Knowledge Transfer Task Force

Article 29 - 3 produce safety research projects to watch in 2023

January 30, 2023

Related Resources:
Rock - Microbiological risk assessment using QMRA in preharvest agriculture water treatment systems for leafy greens
Stasiewicz - Flexible risk process models to quantify residual risks and the impact of interventions
Truchado - Evidence for the industrial application of bacteriophages to control Listeria monocytogenes in leafy greens

This article originally appeared in Produce Processing, and is reprinted here with permission. © 2023 Produce Processing

by Alexandra Belias, Ph.D., for Center for Produce Safety

McEntire Produce Inc. looks at fresh produce food safety through the lens of a family-run business: Are we comfortable feeding our products to our friends and family? We use this question to drive our produce safety programs ― from good agricultural, harvest and manufacturing practices, to proper cleaning and sanitation procedures, to validating and verifying our programs through environmental testing, product testing and audits.

We utilize on-farm visits and autonomous data collection to verify our growers are following our standards. For example, we have installed sensors on harvesters that record where, when and for how long each harvester was cleaned. This ensures all harvest equipment is cleaned at the appropriate frequency.

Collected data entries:
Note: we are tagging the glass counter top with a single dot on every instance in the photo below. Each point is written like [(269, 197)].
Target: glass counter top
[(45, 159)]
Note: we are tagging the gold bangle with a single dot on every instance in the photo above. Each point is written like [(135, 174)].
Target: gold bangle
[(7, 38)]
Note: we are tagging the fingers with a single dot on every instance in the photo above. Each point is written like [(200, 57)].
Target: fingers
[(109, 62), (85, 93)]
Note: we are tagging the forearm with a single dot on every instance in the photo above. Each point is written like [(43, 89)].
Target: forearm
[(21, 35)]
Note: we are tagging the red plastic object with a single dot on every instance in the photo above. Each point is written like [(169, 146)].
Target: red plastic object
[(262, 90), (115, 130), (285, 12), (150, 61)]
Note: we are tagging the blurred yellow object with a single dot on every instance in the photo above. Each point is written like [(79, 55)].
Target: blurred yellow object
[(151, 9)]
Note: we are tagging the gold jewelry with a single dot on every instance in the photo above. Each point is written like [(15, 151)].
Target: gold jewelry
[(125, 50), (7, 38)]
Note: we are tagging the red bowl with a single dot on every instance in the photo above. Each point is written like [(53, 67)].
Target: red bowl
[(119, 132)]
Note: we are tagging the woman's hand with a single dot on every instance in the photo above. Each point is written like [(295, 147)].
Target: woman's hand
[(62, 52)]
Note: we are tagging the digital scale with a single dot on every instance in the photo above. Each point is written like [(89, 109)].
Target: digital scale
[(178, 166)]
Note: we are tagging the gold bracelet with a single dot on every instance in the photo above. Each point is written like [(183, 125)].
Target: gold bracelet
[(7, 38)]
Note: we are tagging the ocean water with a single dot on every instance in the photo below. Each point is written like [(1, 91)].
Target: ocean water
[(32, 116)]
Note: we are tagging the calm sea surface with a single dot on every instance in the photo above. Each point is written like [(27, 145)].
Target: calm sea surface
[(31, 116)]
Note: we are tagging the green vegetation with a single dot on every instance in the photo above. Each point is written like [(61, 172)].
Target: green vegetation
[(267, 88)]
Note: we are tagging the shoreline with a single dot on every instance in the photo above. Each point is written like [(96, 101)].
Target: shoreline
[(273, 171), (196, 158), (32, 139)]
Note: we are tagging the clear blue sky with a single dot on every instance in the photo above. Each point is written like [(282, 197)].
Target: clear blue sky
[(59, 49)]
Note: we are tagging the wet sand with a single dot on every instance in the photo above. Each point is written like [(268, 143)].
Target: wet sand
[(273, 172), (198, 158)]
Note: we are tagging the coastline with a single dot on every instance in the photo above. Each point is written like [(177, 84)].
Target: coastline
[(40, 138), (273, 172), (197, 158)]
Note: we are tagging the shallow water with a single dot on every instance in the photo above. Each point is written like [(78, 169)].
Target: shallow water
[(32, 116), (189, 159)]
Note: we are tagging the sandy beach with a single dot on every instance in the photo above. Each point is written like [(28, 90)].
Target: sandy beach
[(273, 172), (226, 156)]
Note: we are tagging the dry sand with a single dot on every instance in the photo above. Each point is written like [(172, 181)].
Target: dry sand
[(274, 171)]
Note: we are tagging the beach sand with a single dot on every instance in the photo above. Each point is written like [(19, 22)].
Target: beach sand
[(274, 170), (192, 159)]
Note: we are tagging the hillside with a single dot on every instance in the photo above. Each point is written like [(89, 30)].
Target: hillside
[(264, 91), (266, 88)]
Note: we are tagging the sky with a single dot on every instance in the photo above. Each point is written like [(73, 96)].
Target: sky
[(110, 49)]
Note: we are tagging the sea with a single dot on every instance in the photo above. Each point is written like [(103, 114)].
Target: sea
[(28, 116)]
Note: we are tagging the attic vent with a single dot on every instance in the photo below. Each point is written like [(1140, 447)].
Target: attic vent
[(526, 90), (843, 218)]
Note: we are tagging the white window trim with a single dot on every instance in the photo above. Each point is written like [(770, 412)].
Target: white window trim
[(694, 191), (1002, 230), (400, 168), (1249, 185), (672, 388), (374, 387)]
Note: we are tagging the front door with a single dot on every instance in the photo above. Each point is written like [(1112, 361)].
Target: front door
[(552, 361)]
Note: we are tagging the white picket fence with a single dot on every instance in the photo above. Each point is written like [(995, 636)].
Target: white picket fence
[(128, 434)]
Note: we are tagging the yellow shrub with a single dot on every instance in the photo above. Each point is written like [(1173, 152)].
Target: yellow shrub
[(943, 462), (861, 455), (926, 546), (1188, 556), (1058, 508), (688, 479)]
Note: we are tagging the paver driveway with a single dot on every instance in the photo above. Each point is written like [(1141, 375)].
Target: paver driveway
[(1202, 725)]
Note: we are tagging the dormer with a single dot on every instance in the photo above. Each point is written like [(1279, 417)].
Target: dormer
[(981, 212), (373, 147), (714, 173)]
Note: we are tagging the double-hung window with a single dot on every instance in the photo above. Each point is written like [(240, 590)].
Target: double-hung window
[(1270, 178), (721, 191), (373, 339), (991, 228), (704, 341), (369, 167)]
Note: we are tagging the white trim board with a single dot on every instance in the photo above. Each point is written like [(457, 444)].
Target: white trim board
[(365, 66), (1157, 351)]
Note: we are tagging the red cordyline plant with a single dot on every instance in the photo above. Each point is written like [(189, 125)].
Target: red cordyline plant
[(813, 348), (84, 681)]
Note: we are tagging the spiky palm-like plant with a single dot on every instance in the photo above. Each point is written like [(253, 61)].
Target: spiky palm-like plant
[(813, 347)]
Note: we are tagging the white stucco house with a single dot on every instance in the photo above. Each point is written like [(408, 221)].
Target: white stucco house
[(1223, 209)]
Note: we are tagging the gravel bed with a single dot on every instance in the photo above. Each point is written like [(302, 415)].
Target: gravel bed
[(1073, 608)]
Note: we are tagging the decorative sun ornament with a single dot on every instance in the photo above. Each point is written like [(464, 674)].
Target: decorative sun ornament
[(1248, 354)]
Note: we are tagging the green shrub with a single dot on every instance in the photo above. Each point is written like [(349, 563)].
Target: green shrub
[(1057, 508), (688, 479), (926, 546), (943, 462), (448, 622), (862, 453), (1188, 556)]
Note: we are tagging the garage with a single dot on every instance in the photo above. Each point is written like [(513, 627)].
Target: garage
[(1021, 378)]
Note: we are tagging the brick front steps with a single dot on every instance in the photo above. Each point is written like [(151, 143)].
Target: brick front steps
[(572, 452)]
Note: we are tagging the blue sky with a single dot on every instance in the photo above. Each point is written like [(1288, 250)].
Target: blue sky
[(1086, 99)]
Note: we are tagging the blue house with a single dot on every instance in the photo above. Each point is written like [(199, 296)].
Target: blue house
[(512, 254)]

_Task statement:_
Copy the produce safety article, everything from "by Alexandra Belias, Ph.D., for" down to "the appropriate frequency.", and replace "on-farm visits" with "field inspections".

_Response area:_
by Alexandra Belias, Ph.D., for Center for Produce Safety

McEntire Produce Inc. looks at fresh produce food safety through the lens of a family-run business: Are we comfortable feeding our products to our friends and family? We use this question to drive our produce safety programs ― from good agricultural, harvest and manufacturing practices, to proper cleaning and sanitation procedures, to validating and verifying our programs through environmental testing, product testing and audits.

We utilize field inspections and autonomous data collection to verify our growers are following our standards. For example, we have installed sensors on harvesters that record where, when and for how long each harvester was cleaned. This ensures all harvest equipment is cleaned at the appropriate frequency.